→ YOUR INSTRUCTIONS
Copy every item below word for word, but leave the pictures out of your copy.

**** AVAILABLE DATA

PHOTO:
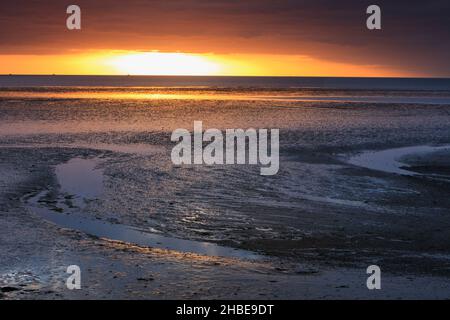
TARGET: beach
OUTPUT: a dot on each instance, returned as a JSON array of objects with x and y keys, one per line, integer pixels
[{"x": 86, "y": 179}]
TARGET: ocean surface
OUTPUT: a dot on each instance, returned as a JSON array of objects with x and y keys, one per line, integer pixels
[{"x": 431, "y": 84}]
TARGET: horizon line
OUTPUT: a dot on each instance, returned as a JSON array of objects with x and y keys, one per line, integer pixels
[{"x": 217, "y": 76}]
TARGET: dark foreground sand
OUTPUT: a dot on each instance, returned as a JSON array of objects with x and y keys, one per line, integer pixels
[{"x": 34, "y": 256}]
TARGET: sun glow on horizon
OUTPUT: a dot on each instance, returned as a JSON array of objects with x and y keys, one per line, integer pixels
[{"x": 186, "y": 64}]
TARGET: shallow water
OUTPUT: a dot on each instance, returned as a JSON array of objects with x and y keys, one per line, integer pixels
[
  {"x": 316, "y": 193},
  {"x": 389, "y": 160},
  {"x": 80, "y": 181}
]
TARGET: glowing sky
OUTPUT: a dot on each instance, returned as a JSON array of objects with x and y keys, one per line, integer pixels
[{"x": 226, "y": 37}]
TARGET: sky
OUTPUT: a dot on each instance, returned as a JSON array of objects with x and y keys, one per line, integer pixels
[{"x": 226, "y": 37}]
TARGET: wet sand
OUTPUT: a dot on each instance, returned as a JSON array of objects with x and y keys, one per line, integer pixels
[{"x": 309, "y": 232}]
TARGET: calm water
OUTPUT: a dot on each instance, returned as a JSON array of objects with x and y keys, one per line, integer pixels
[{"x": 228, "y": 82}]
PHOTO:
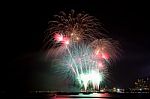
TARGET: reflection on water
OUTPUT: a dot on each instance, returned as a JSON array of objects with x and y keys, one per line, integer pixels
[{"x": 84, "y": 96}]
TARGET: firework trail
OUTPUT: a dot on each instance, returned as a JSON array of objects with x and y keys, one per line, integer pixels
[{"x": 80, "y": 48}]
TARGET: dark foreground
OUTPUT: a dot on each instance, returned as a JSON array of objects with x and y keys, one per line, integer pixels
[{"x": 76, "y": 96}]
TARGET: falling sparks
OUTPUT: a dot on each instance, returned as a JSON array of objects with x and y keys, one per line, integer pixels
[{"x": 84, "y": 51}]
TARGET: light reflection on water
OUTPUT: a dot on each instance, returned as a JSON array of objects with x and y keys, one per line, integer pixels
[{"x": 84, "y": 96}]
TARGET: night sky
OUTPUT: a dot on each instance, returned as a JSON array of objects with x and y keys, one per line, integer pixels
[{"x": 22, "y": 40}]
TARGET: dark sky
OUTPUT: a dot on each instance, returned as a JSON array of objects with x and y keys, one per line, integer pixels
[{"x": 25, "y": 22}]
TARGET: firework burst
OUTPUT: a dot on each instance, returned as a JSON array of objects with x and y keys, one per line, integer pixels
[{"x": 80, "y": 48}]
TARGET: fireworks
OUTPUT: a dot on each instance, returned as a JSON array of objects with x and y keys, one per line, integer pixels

********

→ EXERCISE RESULT
PHOTO:
TARGET: beach
OUTPUT: a dot on each instance, returned as a JSON array of objects with x and y keys, one per line, integer pixels
[{"x": 86, "y": 179}]
TARGET: ocean surface
OUTPUT: a dot on each instance, returned as a JSON array of objects with x and y keys, one per line, integer pixels
[{"x": 431, "y": 84}]
TARGET: horizon line
OUTPUT: a dot on each instance, returned as a JSON array of objects with x and y keys, one per line, integer pixels
[{"x": 217, "y": 76}]
TARGET: dark foreground sand
OUTPUT: a dot on each instance, returned as a JSON array of objects with x and y keys, one per line, integer pixels
[{"x": 34, "y": 256}]
TARGET: sun glow on horizon
OUTPUT: a dot on each instance, returned as a JSON array of objects with x and y keys, one per line, integer pixels
[{"x": 186, "y": 64}]
TARGET: shallow water
OUTPUT: a dot on each instance, returned as a JSON array of objects with x and y keys, one per line, integer pixels
[
  {"x": 316, "y": 193},
  {"x": 389, "y": 160},
  {"x": 80, "y": 181}
]
TARGET: glowing sky
OUTPUT: a dot on each instance, returned as a JSON array of objects with x and y keys, one per line, integer pixels
[{"x": 226, "y": 37}]
TARGET: sky
OUTPUT: a dot on each instance, returned as a JSON array of objects with x and y keys, one per line, integer pixels
[{"x": 226, "y": 37}]
TARGET: wet sand
OUTPUT: a dot on each instance, returned as a JSON array of objects with x and y keys, one per line, integer pixels
[{"x": 309, "y": 232}]
TARGET: calm water
OUTPUT: a dot on each instance, returned as a JSON array of objects with x and y keys, one per line, integer pixels
[{"x": 228, "y": 82}]
PHOTO:
TARGET: reflection on water
OUTPUT: a dot on each instance, returned as a JSON array of objects with x and y keys, one per line, integer pixels
[{"x": 84, "y": 96}]
TARGET: firework trail
OUTPUT: a dot on each instance, returned as a JSON array of objects with x and y keys, one per line, integer pixels
[{"x": 80, "y": 48}]
TARGET: dark foreground
OUTPUT: a dot on each instance, returned as a JSON array of objects with x and y keys, one per line, integer pixels
[{"x": 76, "y": 96}]
TARGET: falling sparks
OUTPUT: a dot on each instance, returned as a JSON array of objects with x and y keys, one per line, integer pixels
[{"x": 84, "y": 51}]
TARGET: light reflection on water
OUTPUT: a dot on each instance, returned as a JSON array of objects with x and y keys, one per line, integer pixels
[{"x": 84, "y": 96}]
TARGET: night sky
OUTPUT: a dot on each instance, returned as a JSON array of objects with x and y keys, one per line, integer pixels
[{"x": 22, "y": 40}]
TARGET: dark sky
OUTPUT: a dot on each instance, returned as a JSON array of objects with x and y keys, one per line, integer pixels
[{"x": 25, "y": 22}]
TARGET: firework burst
OUTPUT: a dot on each instance, returned as a JSON array of objects with x and y keys, one per line, integer pixels
[{"x": 80, "y": 48}]
TARGET: fireworks
OUTPUT: a dot on each instance, returned as a JSON array of objects with x and y keys, one per line, integer pixels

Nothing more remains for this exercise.